**TASK REQUIREMENTS**
Please take the records that follow and repeat exactly the lines starting with the line with "# each result a point per instance, shaped like [(90, 69)]" and going on through the line with "# each result a point per instance, shaped like [(42, 54)]".

**SOURCE DATA**
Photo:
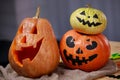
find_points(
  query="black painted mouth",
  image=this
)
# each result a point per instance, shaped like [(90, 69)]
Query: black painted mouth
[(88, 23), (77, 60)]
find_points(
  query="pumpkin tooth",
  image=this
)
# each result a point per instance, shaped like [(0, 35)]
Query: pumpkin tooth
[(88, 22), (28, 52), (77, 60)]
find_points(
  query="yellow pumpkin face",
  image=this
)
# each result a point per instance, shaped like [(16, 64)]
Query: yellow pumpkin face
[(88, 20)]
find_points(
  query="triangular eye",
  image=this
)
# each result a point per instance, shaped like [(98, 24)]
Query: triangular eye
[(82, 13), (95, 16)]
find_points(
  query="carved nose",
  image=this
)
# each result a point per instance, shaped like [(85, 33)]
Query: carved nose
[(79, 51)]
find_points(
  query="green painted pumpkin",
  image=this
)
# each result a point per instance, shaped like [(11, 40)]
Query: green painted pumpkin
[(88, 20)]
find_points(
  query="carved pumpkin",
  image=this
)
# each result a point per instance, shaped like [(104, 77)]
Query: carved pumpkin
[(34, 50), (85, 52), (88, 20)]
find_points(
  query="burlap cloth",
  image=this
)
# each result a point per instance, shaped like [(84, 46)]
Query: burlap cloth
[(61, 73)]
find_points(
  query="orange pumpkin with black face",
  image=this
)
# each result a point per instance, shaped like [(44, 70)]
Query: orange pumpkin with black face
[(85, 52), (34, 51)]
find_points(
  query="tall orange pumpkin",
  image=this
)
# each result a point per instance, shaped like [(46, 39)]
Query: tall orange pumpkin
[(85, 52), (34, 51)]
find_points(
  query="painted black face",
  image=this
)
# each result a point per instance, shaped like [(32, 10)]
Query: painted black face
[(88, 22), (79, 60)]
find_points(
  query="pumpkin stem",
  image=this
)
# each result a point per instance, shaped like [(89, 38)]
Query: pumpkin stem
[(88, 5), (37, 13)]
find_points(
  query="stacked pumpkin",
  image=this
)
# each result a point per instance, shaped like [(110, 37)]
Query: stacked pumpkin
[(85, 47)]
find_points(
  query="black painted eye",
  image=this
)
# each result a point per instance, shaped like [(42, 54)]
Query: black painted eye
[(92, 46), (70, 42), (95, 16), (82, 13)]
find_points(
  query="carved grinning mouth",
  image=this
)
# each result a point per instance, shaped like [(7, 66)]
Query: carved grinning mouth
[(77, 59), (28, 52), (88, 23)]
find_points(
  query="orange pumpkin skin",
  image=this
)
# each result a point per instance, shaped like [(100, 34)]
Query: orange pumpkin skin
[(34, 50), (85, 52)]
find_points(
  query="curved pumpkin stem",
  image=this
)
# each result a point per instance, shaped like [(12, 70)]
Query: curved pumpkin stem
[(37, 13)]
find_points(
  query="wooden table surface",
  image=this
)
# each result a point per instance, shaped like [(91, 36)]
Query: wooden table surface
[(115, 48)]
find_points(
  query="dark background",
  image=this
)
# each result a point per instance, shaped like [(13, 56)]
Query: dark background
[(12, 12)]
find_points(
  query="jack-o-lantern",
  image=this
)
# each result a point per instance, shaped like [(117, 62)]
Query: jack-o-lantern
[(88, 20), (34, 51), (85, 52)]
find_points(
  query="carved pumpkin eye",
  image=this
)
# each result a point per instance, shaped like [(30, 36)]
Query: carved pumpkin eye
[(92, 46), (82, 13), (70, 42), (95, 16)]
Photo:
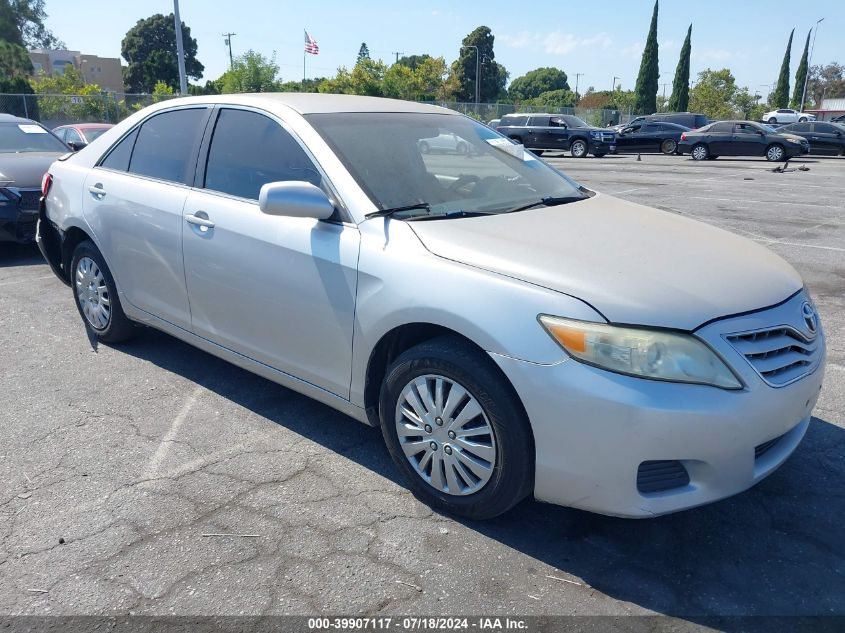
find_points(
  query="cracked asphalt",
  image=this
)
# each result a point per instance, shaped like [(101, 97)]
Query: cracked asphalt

**OUTPUT**
# each result a point per instance, shaped like [(90, 69)]
Query: black painted mouth
[(88, 23), (77, 60)]
find_points(
  query="pumpkin tooth",
  image=this
)
# each result a point per instance, shaped like [(0, 35)]
Query: pumpkin tooth
[(88, 22), (28, 52), (77, 60)]
find_points(
  query="yellow pumpkin face",
  image=this
)
# each result a point per instance, shaped like [(16, 64)]
Query: yellow pumpkin face
[(88, 20)]
find_points(
  query="triangular eye",
  image=this
)
# each result a point per instance, shaped like [(98, 24)]
Query: triangular eye
[(82, 13), (95, 16)]
find_points(
  query="carved nose",
  image=this
)
# each result a point per instance, shaped like [(85, 33)]
Query: carved nose
[(79, 51)]
find_points(
  query="green painted pumpkin",
  image=this
)
# each result a point per instance, shaped like [(11, 40)]
Query: green painted pumpkin
[(88, 20)]
find_points(
  query="carved pumpkin",
  image=this
)
# each result a point per instance, shaped like [(104, 77)]
Query: carved pumpkin
[(34, 50), (85, 52), (88, 20)]
find_points(
  query="burlap cloth",
  image=this
)
# each result a point per instance, shaped like [(84, 46)]
Query: burlap cloth
[(61, 73)]
find_points(
  query="orange pumpkin with black face",
  image=this
)
# each result a point per instance, shaped like [(44, 70)]
Query: orange pumpkin with black face
[(85, 52), (34, 51)]
find_points(
  query="tall orange pumpkin",
  image=this
)
# each result a point per instance, shaped like [(46, 39)]
Query: tall orange pumpkin
[(85, 52), (34, 51)]
find_points(
  query="painted black face",
  image=this
)
# each result a point per instance, shaped like [(32, 10)]
Query: painted black face
[(88, 22), (79, 60)]
find_points(
  query="pumpkin stem",
  image=this
)
# each result a point per instance, shaped like [(89, 38)]
Query: pumpkin stem
[(88, 5), (37, 13)]
find_points(
  query="stacked pumpkin",
  image=this
)
# each result a point per instance, shaped like [(110, 37)]
Query: stacked pumpkin
[(85, 47)]
find_points(
  query="black painted eye",
  image=this
)
# each result a point per instance, shaped like [(42, 54)]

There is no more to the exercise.